[Saved data entries]
##############################

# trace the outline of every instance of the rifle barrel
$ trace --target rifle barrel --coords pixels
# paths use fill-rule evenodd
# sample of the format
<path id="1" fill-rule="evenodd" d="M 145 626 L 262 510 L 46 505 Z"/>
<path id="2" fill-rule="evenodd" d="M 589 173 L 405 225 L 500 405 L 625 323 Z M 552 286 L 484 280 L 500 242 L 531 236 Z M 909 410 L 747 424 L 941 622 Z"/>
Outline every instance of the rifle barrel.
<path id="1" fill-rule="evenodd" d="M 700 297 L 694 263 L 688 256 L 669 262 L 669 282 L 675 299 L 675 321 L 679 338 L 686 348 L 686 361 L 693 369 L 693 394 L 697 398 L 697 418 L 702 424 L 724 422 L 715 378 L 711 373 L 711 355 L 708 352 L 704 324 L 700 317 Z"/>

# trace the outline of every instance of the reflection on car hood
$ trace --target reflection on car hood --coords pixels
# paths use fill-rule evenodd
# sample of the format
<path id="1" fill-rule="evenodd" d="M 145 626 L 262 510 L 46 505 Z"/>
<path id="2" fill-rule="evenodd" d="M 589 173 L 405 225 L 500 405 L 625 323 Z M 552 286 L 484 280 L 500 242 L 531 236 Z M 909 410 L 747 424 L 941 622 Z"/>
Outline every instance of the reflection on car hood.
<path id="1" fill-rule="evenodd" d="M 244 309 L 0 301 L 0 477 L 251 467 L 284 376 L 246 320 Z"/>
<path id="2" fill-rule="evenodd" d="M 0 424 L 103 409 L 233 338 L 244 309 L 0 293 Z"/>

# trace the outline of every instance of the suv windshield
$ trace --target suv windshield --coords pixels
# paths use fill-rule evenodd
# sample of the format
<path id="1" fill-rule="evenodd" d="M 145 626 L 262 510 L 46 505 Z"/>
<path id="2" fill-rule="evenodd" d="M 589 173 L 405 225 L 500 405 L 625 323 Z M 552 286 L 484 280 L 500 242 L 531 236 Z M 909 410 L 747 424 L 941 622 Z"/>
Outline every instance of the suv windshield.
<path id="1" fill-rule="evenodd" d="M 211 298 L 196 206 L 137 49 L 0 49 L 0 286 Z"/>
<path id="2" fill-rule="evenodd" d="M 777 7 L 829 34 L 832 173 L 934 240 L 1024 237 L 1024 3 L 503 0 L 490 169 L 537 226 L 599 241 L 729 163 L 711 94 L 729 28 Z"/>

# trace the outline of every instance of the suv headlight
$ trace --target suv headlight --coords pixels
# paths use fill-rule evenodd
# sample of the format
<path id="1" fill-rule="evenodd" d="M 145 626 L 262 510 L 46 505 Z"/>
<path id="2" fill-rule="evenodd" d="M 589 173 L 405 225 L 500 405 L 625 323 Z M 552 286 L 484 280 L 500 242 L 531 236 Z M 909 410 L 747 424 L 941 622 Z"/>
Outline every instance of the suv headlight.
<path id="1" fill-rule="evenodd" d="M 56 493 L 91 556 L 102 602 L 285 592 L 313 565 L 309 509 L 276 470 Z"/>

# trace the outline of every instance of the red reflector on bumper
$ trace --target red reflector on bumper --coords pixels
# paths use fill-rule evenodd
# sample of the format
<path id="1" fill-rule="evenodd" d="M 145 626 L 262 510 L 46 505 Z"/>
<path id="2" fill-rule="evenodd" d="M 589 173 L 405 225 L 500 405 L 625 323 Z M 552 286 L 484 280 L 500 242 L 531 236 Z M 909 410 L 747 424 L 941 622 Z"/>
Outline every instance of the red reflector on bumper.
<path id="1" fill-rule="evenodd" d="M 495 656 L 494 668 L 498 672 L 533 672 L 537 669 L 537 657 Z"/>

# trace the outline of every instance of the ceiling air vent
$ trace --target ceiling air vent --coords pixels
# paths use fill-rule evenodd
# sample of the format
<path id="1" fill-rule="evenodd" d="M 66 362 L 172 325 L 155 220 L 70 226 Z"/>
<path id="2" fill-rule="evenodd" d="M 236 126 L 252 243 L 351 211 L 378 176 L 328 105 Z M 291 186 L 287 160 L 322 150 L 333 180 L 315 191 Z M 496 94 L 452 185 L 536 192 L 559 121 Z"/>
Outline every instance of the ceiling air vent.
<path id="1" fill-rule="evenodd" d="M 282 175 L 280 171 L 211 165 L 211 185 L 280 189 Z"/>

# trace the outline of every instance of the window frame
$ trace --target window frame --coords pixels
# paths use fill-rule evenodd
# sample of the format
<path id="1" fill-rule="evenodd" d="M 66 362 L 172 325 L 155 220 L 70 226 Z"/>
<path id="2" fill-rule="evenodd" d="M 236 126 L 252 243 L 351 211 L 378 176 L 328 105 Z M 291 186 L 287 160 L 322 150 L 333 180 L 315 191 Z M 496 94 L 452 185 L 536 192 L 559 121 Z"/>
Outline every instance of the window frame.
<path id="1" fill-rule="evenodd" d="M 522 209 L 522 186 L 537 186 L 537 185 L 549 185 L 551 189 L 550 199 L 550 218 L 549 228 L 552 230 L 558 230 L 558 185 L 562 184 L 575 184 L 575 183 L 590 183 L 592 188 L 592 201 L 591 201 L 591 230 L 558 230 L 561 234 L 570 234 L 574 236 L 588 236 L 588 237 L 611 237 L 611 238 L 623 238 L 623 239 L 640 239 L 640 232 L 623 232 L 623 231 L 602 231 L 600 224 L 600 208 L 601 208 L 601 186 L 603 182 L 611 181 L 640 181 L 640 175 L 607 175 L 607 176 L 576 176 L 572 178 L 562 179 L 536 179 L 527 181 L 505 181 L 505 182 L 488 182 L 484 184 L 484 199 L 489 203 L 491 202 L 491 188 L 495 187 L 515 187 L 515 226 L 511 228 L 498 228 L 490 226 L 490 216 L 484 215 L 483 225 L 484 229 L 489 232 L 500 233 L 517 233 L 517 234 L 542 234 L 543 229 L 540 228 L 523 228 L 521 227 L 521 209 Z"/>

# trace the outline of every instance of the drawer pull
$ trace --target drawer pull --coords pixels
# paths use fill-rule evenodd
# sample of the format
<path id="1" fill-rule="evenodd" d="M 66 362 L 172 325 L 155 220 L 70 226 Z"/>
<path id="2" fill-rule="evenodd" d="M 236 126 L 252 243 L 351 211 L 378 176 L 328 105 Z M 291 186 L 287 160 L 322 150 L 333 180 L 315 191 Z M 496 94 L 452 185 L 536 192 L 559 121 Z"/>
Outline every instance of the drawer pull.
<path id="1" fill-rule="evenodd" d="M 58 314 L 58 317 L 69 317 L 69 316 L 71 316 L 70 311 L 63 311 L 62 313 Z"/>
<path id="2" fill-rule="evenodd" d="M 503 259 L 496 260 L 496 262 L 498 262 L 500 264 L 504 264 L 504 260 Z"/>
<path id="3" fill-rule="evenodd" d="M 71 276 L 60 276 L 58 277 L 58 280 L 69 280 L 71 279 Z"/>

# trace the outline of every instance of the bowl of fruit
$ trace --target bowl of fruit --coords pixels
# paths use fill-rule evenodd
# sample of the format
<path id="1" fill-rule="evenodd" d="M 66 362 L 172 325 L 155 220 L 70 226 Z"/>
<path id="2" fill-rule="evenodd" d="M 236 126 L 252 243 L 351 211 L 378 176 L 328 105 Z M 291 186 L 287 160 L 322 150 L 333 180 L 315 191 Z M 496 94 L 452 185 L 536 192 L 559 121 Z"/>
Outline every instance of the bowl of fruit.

##############################

- _About this exercise_
The required output is the complete set of records, reproduced exactly.

- _Exercise response_
# trace the outline of every instance of the rifle barrel
$ trace --target rifle barrel --coords pixels
# paths use fill-rule evenodd
# sample of the format
<path id="1" fill-rule="evenodd" d="M 145 626 L 262 510 L 46 505 Z"/>
<path id="2" fill-rule="evenodd" d="M 589 173 L 405 225 L 500 405 L 625 323 Z M 552 286 L 484 280 L 500 242 L 531 236 Z M 909 410 L 747 424 L 941 622 Z"/>
Outline every instance of the rifle barrel.
<path id="1" fill-rule="evenodd" d="M 700 297 L 694 263 L 688 256 L 669 262 L 669 282 L 675 299 L 675 321 L 679 338 L 686 348 L 686 361 L 693 369 L 693 394 L 697 398 L 697 418 L 702 424 L 724 422 L 715 378 L 711 373 L 711 355 L 708 352 L 704 324 L 700 317 Z"/>

# trace the outline of every instance of the reflection on car hood
$ trace --target reflection on car hood --coords pixels
# paths use fill-rule evenodd
# sample of the format
<path id="1" fill-rule="evenodd" d="M 145 626 L 262 510 L 46 505 Z"/>
<path id="2" fill-rule="evenodd" d="M 589 173 L 405 225 L 500 405 L 625 323 Z M 552 286 L 484 280 L 500 242 L 531 236 Z M 909 410 L 747 424 L 941 622 Z"/>
Outline every instance of the reflection on car hood.
<path id="1" fill-rule="evenodd" d="M 244 309 L 0 301 L 0 477 L 251 467 L 284 376 L 246 320 Z"/>
<path id="2" fill-rule="evenodd" d="M 0 424 L 103 409 L 233 338 L 244 309 L 0 293 Z"/>

# trace the outline of every instance of the suv windshield
$ trace --target suv windshield --coords pixels
# paths use fill-rule evenodd
# sample of the format
<path id="1" fill-rule="evenodd" d="M 145 626 L 262 510 L 46 505 Z"/>
<path id="2" fill-rule="evenodd" d="M 589 173 L 405 225 L 500 405 L 625 323 Z M 552 286 L 484 280 L 500 242 L 531 236 Z M 909 410 L 747 424 L 941 622 Z"/>
Outline every instance of the suv windshield.
<path id="1" fill-rule="evenodd" d="M 211 298 L 196 206 L 137 49 L 0 49 L 0 286 Z"/>
<path id="2" fill-rule="evenodd" d="M 777 7 L 829 34 L 832 173 L 934 240 L 1024 237 L 1024 3 L 503 0 L 490 169 L 537 226 L 599 241 L 729 163 L 711 94 L 729 28 Z"/>

# trace the outline of every instance of the suv headlight
$ trace --target suv headlight --coords pixels
# paths use fill-rule evenodd
# sample of the format
<path id="1" fill-rule="evenodd" d="M 145 626 L 262 510 L 46 505 Z"/>
<path id="2" fill-rule="evenodd" d="M 589 173 L 405 225 L 500 405 L 625 323 Z M 552 286 L 484 280 L 500 242 L 531 236 Z M 909 410 L 747 424 L 941 622 Z"/>
Outline every instance of the suv headlight.
<path id="1" fill-rule="evenodd" d="M 56 493 L 91 556 L 102 602 L 285 592 L 313 565 L 309 509 L 276 470 Z"/>

# trace the outline of every instance of the red reflector on bumper
$ trace --target red reflector on bumper --coords pixels
# paths use fill-rule evenodd
# sample of the format
<path id="1" fill-rule="evenodd" d="M 145 626 L 262 510 L 46 505 Z"/>
<path id="2" fill-rule="evenodd" d="M 589 173 L 405 225 L 500 405 L 625 323 Z M 552 286 L 484 280 L 500 242 L 531 236 Z M 909 410 L 747 424 L 941 622 Z"/>
Outline every instance of the red reflector on bumper.
<path id="1" fill-rule="evenodd" d="M 495 656 L 494 668 L 498 672 L 533 672 L 537 669 L 537 657 Z"/>

# trace the outline of every instance of the ceiling air vent
$ trace --target ceiling air vent --coords pixels
# paths use fill-rule evenodd
# sample of the format
<path id="1" fill-rule="evenodd" d="M 66 362 L 172 325 L 155 220 L 70 226 Z"/>
<path id="2" fill-rule="evenodd" d="M 236 126 L 252 243 L 351 211 L 378 176 L 328 105 Z M 291 186 L 287 160 L 322 150 L 333 180 L 315 191 Z M 496 94 L 452 185 L 536 192 L 559 121 Z"/>
Outline every instance of the ceiling air vent.
<path id="1" fill-rule="evenodd" d="M 282 175 L 280 171 L 211 165 L 211 185 L 280 189 Z"/>

# trace the outline of every instance of the window frame
$ trace --target window frame --coords pixels
# paths use fill-rule evenodd
# sample of the format
<path id="1" fill-rule="evenodd" d="M 66 362 L 172 325 L 155 220 L 70 226 Z"/>
<path id="2" fill-rule="evenodd" d="M 236 126 L 252 243 L 351 211 L 378 176 L 328 105 Z M 291 186 L 287 160 L 322 150 L 333 180 L 315 191 Z M 496 94 L 452 185 L 536 192 L 559 121 Z"/>
Outline every instance of the window frame.
<path id="1" fill-rule="evenodd" d="M 522 209 L 522 186 L 537 186 L 537 185 L 549 185 L 551 189 L 550 199 L 550 218 L 549 228 L 552 230 L 558 230 L 558 185 L 562 184 L 575 184 L 575 183 L 590 183 L 592 188 L 592 201 L 591 201 L 591 230 L 558 230 L 561 234 L 570 234 L 574 236 L 588 236 L 588 237 L 611 237 L 611 238 L 623 238 L 623 239 L 640 239 L 640 232 L 623 232 L 623 231 L 602 231 L 600 224 L 600 208 L 601 208 L 601 186 L 603 182 L 611 181 L 640 181 L 640 175 L 607 175 L 607 176 L 576 176 L 572 178 L 562 179 L 536 179 L 527 181 L 505 181 L 505 182 L 488 182 L 484 184 L 484 199 L 489 203 L 491 202 L 491 188 L 495 187 L 515 187 L 515 226 L 511 228 L 498 228 L 490 226 L 490 216 L 484 215 L 483 225 L 484 229 L 489 232 L 500 233 L 517 233 L 517 234 L 542 234 L 543 229 L 540 228 L 523 228 L 521 227 L 521 209 Z"/>

# trace the outline of every instance of the drawer pull
$ trace --target drawer pull --coords pixels
# paths use fill-rule evenodd
# sample of the format
<path id="1" fill-rule="evenodd" d="M 66 362 L 172 325 L 155 220 L 70 226 Z"/>
<path id="2" fill-rule="evenodd" d="M 236 126 L 252 243 L 351 211 L 378 176 L 328 105 Z M 291 186 L 287 160 L 322 150 L 333 180 L 315 191 Z M 496 94 L 452 185 L 536 192 L 559 121 Z"/>
Outline every instance of the drawer pull.
<path id="1" fill-rule="evenodd" d="M 58 314 L 58 317 L 69 317 L 69 316 L 71 316 L 70 311 L 63 311 L 62 313 Z"/>
<path id="2" fill-rule="evenodd" d="M 503 259 L 496 260 L 496 262 L 498 262 L 500 264 L 504 264 L 504 260 Z"/>
<path id="3" fill-rule="evenodd" d="M 71 276 L 60 276 L 58 277 L 58 280 L 69 280 L 71 279 Z"/>

# trace the outline of every instance of the bowl of fruit
$ trace --target bowl of fruit --coords pixels
# paths use fill-rule evenodd
# sample of the format
<path id="1" fill-rule="evenodd" d="M 66 362 L 172 325 L 155 220 L 70 226 Z"/>
<path id="2" fill-rule="evenodd" d="M 236 126 L 252 243 L 351 211 L 378 176 L 328 105 Z M 291 186 L 287 160 L 322 150 L 333 180 L 315 191 Z M 496 94 L 452 185 L 536 192 L 559 121 Z"/>
Outline every instance of the bowl of fruit.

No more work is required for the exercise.